• SET PROBLEM:
Print, please, the line that contains "Target: metal street pole" and each line after it to the end of the entries, unchanged and with nothing else.

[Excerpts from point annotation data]

◆ ◆ ◆ ◆ ◆ ◆ ◆

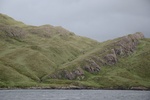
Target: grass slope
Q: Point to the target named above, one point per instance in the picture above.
(29, 54)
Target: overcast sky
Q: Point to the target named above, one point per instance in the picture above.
(97, 19)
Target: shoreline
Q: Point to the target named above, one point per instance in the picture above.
(75, 88)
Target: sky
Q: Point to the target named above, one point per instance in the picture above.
(97, 19)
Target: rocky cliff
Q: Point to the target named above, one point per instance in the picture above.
(121, 47)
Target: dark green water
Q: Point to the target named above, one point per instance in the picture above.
(74, 95)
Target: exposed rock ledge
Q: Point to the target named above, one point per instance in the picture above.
(122, 47)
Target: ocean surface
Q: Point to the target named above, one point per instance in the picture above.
(74, 95)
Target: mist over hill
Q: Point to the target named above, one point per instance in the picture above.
(52, 57)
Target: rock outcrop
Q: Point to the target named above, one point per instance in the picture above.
(122, 47)
(12, 31)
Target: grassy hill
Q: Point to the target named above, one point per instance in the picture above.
(53, 57)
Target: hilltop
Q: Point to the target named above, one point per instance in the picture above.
(52, 57)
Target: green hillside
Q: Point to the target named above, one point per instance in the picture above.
(52, 57)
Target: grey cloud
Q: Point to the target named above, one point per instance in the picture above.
(97, 19)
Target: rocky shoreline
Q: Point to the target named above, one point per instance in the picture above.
(77, 88)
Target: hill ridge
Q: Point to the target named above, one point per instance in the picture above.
(53, 57)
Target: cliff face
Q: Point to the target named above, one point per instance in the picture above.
(122, 47)
(49, 56)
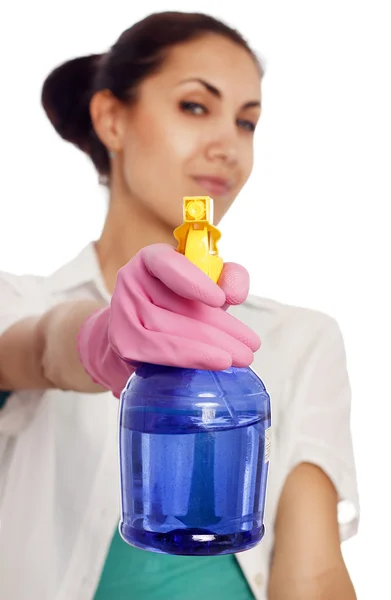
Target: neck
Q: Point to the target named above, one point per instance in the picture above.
(128, 228)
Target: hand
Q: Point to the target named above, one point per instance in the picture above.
(166, 311)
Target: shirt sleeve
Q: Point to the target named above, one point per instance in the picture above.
(16, 303)
(321, 421)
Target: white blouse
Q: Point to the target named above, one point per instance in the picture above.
(59, 480)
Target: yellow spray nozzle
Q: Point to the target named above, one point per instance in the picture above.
(197, 237)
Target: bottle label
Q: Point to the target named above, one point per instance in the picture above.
(268, 443)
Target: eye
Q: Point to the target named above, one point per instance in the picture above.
(194, 108)
(247, 125)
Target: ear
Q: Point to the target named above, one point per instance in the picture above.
(107, 115)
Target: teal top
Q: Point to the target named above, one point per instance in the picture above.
(133, 574)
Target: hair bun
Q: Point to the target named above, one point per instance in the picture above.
(66, 95)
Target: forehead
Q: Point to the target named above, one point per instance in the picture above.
(224, 63)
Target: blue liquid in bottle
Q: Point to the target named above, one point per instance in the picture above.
(194, 460)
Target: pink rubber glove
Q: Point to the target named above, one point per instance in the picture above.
(166, 311)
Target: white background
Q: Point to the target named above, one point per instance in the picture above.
(312, 225)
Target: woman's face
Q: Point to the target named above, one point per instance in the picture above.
(191, 130)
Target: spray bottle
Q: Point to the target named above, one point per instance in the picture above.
(194, 444)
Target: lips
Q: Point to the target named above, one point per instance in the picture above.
(216, 186)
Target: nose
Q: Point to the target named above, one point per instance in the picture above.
(223, 146)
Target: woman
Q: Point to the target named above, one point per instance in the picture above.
(169, 111)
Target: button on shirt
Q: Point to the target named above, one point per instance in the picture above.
(59, 490)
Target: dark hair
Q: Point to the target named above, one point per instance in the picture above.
(139, 52)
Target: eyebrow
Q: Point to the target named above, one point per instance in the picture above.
(213, 90)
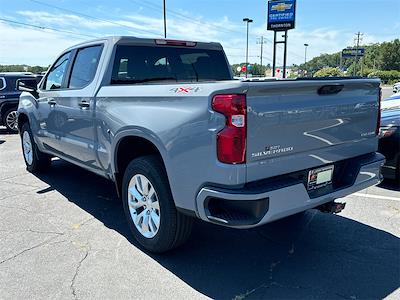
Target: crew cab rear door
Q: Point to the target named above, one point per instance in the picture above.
(72, 108)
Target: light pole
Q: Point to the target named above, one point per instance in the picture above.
(305, 58)
(305, 53)
(247, 20)
(165, 20)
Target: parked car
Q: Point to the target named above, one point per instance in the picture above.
(396, 88)
(389, 143)
(181, 139)
(391, 102)
(9, 97)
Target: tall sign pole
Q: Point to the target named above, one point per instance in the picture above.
(357, 39)
(247, 20)
(285, 55)
(281, 17)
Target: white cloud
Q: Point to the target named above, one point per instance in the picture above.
(21, 45)
(30, 46)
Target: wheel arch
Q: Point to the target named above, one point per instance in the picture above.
(132, 144)
(22, 119)
(5, 106)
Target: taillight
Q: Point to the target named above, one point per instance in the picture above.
(231, 141)
(378, 121)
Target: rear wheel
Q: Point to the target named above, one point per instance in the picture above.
(35, 160)
(149, 207)
(10, 120)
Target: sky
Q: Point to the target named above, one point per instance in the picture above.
(326, 25)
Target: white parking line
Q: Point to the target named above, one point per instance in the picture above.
(376, 196)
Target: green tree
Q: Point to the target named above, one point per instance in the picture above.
(390, 55)
(329, 72)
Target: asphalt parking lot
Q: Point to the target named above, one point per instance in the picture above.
(63, 235)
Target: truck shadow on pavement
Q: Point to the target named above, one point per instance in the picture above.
(312, 255)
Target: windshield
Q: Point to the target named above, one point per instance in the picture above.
(140, 64)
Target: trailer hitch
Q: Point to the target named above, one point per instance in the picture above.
(332, 207)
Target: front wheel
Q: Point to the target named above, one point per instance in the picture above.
(35, 160)
(10, 120)
(149, 207)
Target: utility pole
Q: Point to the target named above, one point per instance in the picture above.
(165, 21)
(261, 41)
(305, 58)
(247, 20)
(358, 40)
(305, 53)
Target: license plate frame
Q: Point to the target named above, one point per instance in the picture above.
(320, 177)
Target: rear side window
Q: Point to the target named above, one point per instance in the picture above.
(56, 75)
(2, 83)
(136, 64)
(85, 66)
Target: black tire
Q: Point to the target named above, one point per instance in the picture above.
(11, 127)
(175, 228)
(41, 162)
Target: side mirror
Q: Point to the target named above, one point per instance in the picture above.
(28, 85)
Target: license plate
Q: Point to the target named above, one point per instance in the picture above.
(320, 177)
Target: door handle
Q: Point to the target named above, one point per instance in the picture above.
(84, 104)
(51, 102)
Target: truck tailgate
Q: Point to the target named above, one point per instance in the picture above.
(295, 125)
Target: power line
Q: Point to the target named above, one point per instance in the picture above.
(185, 17)
(92, 17)
(45, 27)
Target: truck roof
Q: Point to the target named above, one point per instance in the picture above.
(145, 42)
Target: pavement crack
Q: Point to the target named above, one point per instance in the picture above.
(28, 249)
(72, 286)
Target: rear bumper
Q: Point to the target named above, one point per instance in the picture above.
(264, 205)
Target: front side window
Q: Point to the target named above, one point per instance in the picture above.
(85, 66)
(56, 75)
(138, 64)
(2, 83)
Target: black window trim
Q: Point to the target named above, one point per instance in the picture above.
(43, 85)
(108, 74)
(73, 60)
(4, 83)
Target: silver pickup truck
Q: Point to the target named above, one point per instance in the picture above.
(180, 138)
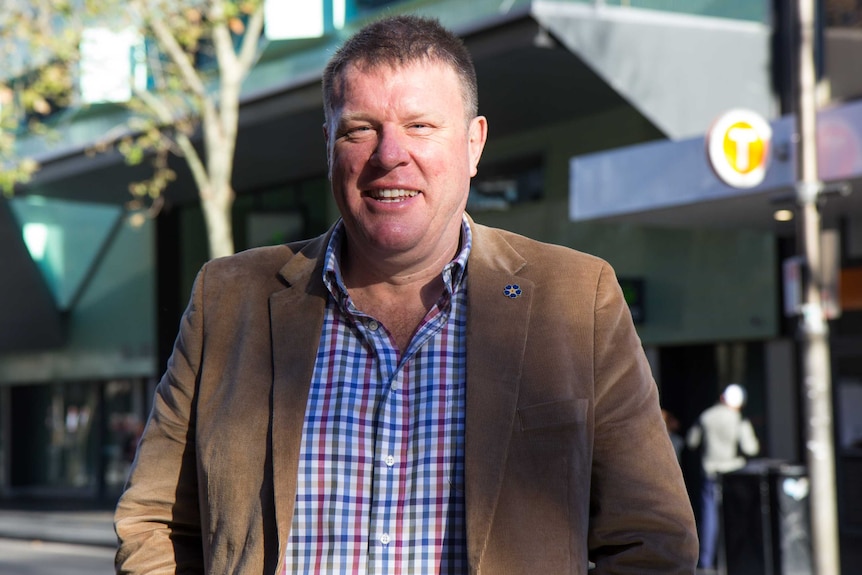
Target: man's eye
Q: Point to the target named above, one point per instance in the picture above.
(357, 131)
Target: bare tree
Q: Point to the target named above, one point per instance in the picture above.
(197, 52)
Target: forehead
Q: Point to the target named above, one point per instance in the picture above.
(427, 73)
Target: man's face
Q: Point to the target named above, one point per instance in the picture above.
(401, 155)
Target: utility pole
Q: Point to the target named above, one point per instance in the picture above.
(814, 331)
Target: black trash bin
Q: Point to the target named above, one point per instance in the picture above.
(765, 520)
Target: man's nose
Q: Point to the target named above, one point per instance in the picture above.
(391, 150)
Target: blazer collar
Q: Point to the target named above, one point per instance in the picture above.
(498, 314)
(296, 314)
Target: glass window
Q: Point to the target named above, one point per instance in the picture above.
(64, 238)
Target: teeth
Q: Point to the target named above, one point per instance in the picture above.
(392, 195)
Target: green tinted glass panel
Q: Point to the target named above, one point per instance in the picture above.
(64, 238)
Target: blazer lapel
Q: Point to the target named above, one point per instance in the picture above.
(296, 320)
(498, 314)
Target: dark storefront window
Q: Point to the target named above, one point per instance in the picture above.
(72, 439)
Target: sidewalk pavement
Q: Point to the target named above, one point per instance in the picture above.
(81, 527)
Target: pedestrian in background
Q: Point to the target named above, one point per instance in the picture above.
(411, 392)
(722, 433)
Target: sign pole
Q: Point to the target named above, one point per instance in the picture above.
(814, 331)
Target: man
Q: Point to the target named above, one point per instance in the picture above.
(724, 433)
(412, 392)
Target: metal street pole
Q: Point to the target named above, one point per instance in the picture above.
(814, 331)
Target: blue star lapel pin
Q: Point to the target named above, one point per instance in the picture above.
(512, 291)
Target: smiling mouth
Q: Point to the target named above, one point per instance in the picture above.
(395, 195)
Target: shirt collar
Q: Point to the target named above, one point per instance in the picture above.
(453, 273)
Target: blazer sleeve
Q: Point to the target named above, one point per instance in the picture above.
(641, 519)
(157, 519)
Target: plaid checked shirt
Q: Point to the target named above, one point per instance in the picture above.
(381, 469)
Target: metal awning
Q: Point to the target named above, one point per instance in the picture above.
(670, 183)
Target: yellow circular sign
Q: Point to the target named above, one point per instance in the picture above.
(738, 148)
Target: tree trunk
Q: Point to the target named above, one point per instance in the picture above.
(218, 208)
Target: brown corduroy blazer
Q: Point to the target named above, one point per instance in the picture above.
(567, 457)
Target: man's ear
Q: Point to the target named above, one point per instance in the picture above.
(478, 135)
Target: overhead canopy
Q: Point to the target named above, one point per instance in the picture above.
(670, 183)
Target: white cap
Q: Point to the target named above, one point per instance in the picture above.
(734, 395)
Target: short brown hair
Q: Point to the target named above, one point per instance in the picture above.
(397, 41)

◆ ◆ ◆ ◆ ◆ ◆ ◆

• FINISHED EXERCISE:
Target: metal street pole
Q: Point to the target named above, one point per instance in the picture above.
(814, 331)
Target: blue star lapel pin
Q: Point to the target named above, one point per instance in the picture above.
(512, 291)
Target: smiling mouth
Q: Point to the target named above, one point per instance in the picture above.
(395, 195)
Target: shirt collar
Q: Point to the target named above, one point per instance in the picture above.
(453, 273)
Target: blazer sleeve
Q: Point to the target named above, one point per instance in the picture above.
(641, 519)
(157, 519)
Target: plaid checked shirt
Q: Point to the target named above, one point per instance in the picture above.
(381, 469)
Target: metal awning
Q: Point to the target named above, one point per instance in the picture above.
(670, 183)
Target: yellow circular sign
Q: Point to the target named above, one point per instance in the picture above.
(738, 148)
Target: tree trunk
Q: Point to the target named above, one point per instance in the picture above.
(218, 208)
Target: brown corduroy blazer
Q: Point to the target named above, one point per instance in the picture above.
(567, 457)
Target: man's ear
Q: Point to the target named above, one point per instance in the picture above.
(478, 135)
Target: overhead canopy
Q: Point to the target named above, one point per instance in the picture above.
(670, 183)
Target: white cap
Q: Point to the target named above, one point per instance in the picture above.
(734, 395)
Target: short brown hair
Q: Point to the target named above, one point per instance in the picture above.
(397, 41)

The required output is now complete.